• [TASK REQUIREMENTS]:
1) Based on the survey methodology for latency, containers and microservices, do these statements agree with it? Answer yes or no for each and quote the words that decide it. (a) The survey ran from July 22, 2015 to August 3, 2015. (b) Participants were recruited through social media. (c) An outside research firm designed the survey.
2) Reproduce the records word for word, from their start through the line containing "left=17, top=28, right=105, bottom=142", and omit the pictures.

• [PASSAGE PROVIDED]:
# # #

The State of Latency, Containers & Microservices

Methodology

Purpose

Turbonomic conducted this survey to better understand the role, measurement, and mitigation of latency in the modern datacenter. The investigation extended into the implementation of containers and microservices, as these architectures introduce new latency challenges. Our hope is that the results will instigate a data-driven conversation across the broader virtual and cloud community.

Sample

The data in this report were collected through a survey conducted from July 22, 2015 to August 3, 2015. The 554 survey respondents came from across the Enterprise IT and data center landscape. Respondents are of 18 years of age and older. In order to reveal the range in characteristics, respondents were identified demographically by their business and environment characteristics, such as role, business type, hosts in production, and virtual machines in production. This sample represents organizations spanning SMB to large enterprise, with various roles and responsibilities in those organizations.

Procedure

This survey recruited participants from an internal email database. Participants were given an opportunity to win a pass to a major industry conference by entering their email address at the completion of the survey. Additionally, participants were given the option to participate in a one-on-one interview subsequent to completing the survey. While the survey successfully recruited a significant sample size, the distribution of the sample weighs highly in Operations Management as a role and was well-distributed across business types. Data were collected electronically through an online survey. The survey itself was designed internally by a team, which included microservices subject matter experts, namely Turbonomic engineers.

# # #

• [DATA SECTION]:
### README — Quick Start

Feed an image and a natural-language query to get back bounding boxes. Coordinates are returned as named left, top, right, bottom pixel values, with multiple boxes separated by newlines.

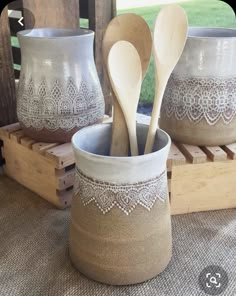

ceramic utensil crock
left=69, top=124, right=172, bottom=285
left=159, top=27, right=236, bottom=146
left=17, top=28, right=105, bottom=142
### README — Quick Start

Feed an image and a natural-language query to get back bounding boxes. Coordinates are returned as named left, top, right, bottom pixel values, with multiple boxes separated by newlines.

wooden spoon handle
left=144, top=77, right=169, bottom=154
left=110, top=92, right=129, bottom=156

# # #

• [ANSWERS BELOW]:
1)
(a) Yes: "conducted from July 22, 2015 to August 3, 2015"
(b) No: "This survey recruited participants from an internal email database."
(c) No: "The survey itself was designed internally by a team"

2)
### README — Quick Start

Feed an image and a natural-language query to get back bounding boxes. Coordinates are returned as named left, top, right, bottom pixel values, with multiple boxes separated by newlines.


ceramic utensil crock
left=69, top=124, right=172, bottom=285
left=159, top=27, right=236, bottom=146
left=17, top=28, right=105, bottom=142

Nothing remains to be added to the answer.